# [Extract provided]
· · · · · · ·

The Council of Islamic Ideology (CII) had drawn flak from civil society and legal circles who termed its earlier recommendations against the law. declared DNA tests unacceptable as primary evidence in cases of rape, but could be used as a supporting evidence for confirmation of the crime.—File Photo
ISLAMABAD: Under pressure after severe criticism over its controversial ruling in May this year which discarded DNA as primary evidence in rape cases, the Council of Islamic Ideology (CII) began deliberations on Wednesday to review its earlier recommendations.
The Council will give its final ruling on DNA admissibility on Thursday.
The earlier recommendations of the CII said DNA could be used in rape cases only when four witnesses testified to the crime but the accused denied charges. In other words, DNA could be used only to supplement primary evidence of four witnesses.
The CII recommendations drew flak from civil society and legal circles who termed the recommendations against the law.
In an apparent damage control exercise, the CII convened again today to deliberate on the issue.
“CII aims to provide the maximum facilitation to avail this opportunity of using DNA testing as primary evidence in rape cases. But the only hurdle in the way of giving justice to people is lack of speedy trials and absence of strict implementation of laws,” said CII senior member and head of the Pakistan Ulema Council Allama Tahir Ashrafi.

· · · · · · ·

# [Data block]
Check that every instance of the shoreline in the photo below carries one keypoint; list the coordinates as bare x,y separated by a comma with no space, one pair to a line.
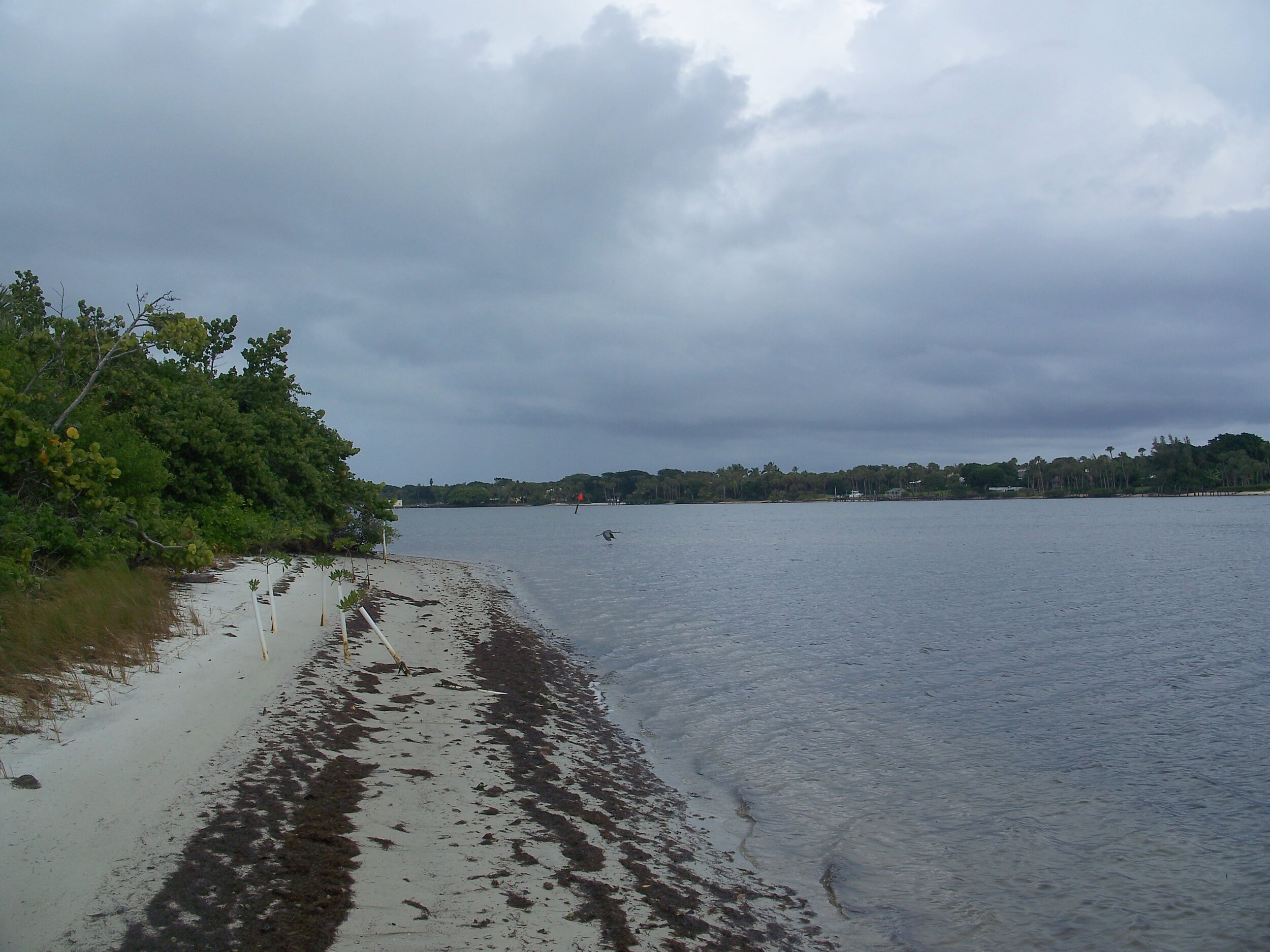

· · · · · · ·

# [What you will do]
Write the next part of the news report on the Council of Islamic Ideology's review of DNA evidence in rape cases, starting after Allama Tahir Ashrafi's quoted remarks.

# [Exercise response]
His statement was supported by Allama Amin Shaheedi who said DNA is a vital tool to identify rapists.
The Human Rights Commission of Pakistan (HRCP) had earlier blasted the Council for undermining the DNA evidence. In its latest statement, the HRCP stated that rape is on a sharp rise in the country and only in Lahore 113 cases of rape including 32 gang rape cases have been reported so far this year.
AFP adds: Members of the CII attending the conference on Wednesday also suggested amendments to Pakistan’s blasphemy laws, proposing the death penalty for people convicted of making false accusations.
“All the religious scholars agreed to put an end to the misuse of blasphemy laws,” Allama Tahir Ashrafi told news agency AFP. “Keeping in view the suggestions of human rights activists and civil society members, the Council of Ideology has decided to fix the same penalty for the person who falsely accuses of blasphemy as the accused,” he added.
Ashrafi said the proposed amendment would ensure that “nobody dares to use religion to settle personal scores”.
“The amendment will also silence critics of the blasphemy laws,” he added.